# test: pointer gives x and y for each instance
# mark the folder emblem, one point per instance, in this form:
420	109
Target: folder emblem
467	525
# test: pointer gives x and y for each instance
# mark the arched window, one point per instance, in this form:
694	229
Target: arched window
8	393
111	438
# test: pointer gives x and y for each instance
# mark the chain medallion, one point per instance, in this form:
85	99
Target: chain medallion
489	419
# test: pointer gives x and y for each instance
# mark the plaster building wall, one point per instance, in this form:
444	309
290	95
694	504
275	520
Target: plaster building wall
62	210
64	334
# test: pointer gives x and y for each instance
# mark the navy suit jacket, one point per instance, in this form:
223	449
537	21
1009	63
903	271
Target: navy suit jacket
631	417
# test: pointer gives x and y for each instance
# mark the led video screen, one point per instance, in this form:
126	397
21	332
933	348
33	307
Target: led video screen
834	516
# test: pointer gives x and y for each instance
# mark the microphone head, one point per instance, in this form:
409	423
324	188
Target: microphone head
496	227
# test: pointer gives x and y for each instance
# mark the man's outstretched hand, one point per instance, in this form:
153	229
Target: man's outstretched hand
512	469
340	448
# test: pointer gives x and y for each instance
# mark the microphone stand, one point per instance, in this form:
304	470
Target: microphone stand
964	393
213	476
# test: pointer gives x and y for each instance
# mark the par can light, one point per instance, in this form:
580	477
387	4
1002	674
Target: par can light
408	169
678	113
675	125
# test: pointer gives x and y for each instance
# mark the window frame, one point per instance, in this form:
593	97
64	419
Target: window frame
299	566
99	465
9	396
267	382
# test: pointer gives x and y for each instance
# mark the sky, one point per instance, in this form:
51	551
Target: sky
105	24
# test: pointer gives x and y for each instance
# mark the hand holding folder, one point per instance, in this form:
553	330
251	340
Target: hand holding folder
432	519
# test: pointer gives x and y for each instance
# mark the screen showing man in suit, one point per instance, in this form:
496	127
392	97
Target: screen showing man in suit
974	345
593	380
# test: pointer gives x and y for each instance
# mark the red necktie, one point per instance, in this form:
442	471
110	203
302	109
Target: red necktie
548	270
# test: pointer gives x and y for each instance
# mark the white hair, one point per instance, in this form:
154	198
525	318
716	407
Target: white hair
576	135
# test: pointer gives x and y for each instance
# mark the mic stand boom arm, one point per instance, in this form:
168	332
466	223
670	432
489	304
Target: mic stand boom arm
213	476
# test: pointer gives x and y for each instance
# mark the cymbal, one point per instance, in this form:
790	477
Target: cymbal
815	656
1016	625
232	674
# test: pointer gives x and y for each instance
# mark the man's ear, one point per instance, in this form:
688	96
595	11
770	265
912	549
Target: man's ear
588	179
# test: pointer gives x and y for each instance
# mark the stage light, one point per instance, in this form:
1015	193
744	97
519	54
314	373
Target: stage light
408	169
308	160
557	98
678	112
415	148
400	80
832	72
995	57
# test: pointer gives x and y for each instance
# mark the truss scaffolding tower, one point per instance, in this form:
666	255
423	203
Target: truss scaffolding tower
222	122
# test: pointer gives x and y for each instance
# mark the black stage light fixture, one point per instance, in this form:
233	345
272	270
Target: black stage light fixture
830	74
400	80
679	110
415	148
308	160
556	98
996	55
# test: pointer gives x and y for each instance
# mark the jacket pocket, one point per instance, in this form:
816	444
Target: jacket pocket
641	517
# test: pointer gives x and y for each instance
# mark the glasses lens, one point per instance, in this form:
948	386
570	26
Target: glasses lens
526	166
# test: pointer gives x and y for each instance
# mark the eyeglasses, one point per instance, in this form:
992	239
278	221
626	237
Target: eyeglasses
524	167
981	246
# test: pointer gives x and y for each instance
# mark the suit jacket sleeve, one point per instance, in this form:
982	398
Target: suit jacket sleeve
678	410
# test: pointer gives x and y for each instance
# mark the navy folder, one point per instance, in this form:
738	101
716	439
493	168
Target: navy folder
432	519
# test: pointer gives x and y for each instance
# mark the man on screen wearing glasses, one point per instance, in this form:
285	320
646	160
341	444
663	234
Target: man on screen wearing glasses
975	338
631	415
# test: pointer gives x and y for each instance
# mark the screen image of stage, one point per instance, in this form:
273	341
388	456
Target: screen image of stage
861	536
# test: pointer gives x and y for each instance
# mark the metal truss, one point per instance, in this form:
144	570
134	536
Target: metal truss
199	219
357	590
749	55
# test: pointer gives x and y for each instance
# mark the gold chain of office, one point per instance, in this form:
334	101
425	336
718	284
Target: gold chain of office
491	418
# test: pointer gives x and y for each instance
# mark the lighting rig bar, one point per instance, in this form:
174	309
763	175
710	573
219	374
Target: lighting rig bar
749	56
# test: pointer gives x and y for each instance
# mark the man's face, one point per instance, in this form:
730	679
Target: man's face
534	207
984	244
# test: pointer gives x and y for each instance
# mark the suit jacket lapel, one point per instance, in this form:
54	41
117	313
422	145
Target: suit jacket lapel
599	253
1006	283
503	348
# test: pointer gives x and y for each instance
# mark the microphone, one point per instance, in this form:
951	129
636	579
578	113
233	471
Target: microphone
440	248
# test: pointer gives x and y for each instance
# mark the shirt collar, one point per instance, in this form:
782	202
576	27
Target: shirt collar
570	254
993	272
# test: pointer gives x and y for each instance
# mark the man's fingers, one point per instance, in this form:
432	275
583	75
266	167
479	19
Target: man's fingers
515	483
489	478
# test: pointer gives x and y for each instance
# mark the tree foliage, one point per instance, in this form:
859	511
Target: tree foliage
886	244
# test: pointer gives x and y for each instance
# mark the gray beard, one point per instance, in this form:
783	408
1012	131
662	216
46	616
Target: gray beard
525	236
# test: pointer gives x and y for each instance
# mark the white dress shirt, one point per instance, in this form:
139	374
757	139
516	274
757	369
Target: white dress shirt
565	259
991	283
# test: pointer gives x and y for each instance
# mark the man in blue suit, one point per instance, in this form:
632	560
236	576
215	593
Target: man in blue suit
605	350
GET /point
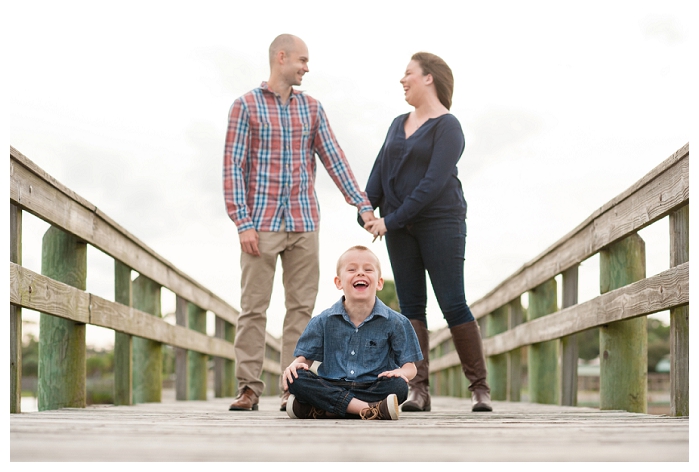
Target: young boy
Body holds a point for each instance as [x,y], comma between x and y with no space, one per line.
[367,351]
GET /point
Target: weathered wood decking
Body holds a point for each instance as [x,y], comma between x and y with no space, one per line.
[206,431]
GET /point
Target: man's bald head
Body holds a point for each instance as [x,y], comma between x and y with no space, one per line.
[284,42]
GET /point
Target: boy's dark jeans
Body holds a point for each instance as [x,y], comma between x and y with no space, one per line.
[333,396]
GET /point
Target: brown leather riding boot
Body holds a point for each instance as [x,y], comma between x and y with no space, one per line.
[419,394]
[469,346]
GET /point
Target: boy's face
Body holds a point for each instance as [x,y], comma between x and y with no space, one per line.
[359,276]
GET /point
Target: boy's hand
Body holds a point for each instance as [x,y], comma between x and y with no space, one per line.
[290,373]
[394,373]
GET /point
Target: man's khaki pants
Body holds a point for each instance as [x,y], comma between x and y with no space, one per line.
[300,266]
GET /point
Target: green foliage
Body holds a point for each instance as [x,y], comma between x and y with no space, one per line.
[658,343]
[388,295]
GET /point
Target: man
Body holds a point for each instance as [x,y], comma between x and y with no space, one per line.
[274,133]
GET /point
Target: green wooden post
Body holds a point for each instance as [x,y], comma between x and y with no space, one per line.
[497,365]
[15,316]
[543,357]
[147,354]
[224,369]
[569,344]
[123,343]
[181,379]
[679,319]
[623,344]
[62,375]
[197,363]
[514,357]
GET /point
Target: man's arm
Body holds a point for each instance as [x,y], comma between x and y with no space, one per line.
[335,162]
[234,187]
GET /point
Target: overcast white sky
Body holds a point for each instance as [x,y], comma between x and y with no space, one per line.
[564,106]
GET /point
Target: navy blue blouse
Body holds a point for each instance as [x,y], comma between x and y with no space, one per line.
[416,178]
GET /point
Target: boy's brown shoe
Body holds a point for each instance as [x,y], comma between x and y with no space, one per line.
[386,409]
[303,411]
[247,400]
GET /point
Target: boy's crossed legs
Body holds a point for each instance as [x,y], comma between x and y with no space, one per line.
[316,397]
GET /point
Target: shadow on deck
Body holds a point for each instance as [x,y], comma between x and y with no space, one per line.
[206,431]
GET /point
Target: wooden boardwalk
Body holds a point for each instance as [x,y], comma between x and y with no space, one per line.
[200,431]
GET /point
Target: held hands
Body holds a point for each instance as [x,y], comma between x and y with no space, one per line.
[249,241]
[377,227]
[395,373]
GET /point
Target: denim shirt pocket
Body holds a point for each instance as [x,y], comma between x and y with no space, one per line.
[375,352]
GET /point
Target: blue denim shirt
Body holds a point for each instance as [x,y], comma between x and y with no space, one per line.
[384,341]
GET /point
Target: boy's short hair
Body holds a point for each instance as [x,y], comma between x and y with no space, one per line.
[358,248]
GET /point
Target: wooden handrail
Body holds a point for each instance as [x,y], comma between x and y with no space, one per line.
[34,191]
[610,230]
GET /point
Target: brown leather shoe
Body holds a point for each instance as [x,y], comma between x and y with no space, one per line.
[469,346]
[285,400]
[247,400]
[419,395]
[386,409]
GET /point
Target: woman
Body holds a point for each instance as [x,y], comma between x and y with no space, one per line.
[414,183]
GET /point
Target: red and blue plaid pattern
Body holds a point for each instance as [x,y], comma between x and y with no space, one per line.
[269,164]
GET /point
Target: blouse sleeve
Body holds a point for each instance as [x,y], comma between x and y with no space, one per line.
[448,147]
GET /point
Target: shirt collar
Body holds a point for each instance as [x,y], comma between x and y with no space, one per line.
[380,309]
[265,88]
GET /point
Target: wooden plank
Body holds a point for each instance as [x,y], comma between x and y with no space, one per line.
[62,352]
[199,431]
[35,191]
[653,197]
[36,292]
[663,291]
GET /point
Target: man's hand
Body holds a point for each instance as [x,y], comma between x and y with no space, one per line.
[249,241]
[290,373]
[367,216]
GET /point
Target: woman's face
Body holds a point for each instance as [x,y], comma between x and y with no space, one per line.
[414,83]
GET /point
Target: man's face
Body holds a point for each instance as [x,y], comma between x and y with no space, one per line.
[295,63]
[359,277]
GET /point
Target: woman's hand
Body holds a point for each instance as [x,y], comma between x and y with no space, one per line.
[376,227]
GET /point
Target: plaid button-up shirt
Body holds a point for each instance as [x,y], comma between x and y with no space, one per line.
[269,165]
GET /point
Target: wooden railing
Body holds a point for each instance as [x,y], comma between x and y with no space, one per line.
[58,293]
[627,296]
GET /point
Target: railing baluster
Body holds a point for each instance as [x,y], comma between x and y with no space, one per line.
[569,344]
[543,357]
[514,357]
[15,316]
[623,344]
[62,382]
[679,319]
[123,343]
[497,365]
[181,371]
[147,354]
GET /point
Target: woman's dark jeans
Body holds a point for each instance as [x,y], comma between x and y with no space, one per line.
[436,246]
[333,396]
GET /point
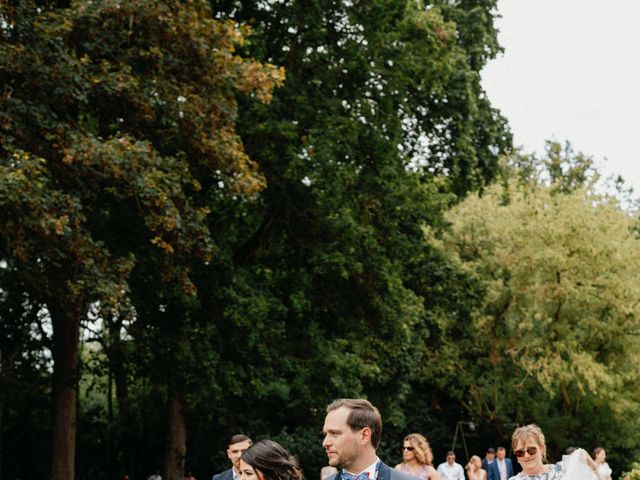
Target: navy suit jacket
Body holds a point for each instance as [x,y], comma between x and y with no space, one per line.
[226,475]
[494,471]
[384,473]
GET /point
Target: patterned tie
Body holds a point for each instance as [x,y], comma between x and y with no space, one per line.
[351,476]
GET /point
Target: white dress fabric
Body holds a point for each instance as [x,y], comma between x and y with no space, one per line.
[604,471]
[572,467]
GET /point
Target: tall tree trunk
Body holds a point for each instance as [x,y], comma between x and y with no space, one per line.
[177,441]
[66,336]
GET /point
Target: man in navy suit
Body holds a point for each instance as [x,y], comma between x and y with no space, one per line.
[237,444]
[352,430]
[501,468]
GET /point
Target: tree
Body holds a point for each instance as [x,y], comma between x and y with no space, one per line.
[116,117]
[382,117]
[557,335]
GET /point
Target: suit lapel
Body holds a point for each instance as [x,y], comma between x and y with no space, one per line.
[384,472]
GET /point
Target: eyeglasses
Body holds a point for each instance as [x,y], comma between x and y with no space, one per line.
[530,450]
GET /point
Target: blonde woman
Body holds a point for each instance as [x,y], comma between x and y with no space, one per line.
[600,457]
[530,449]
[417,458]
[474,469]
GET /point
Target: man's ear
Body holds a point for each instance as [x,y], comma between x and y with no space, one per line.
[365,435]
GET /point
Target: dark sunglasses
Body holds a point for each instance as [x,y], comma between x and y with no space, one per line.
[530,450]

TASK DESCRIPTION: For each line above that contains "green", make a copy.

WRITTEN SOLUTION:
Target: green foliage
Target: green wooden post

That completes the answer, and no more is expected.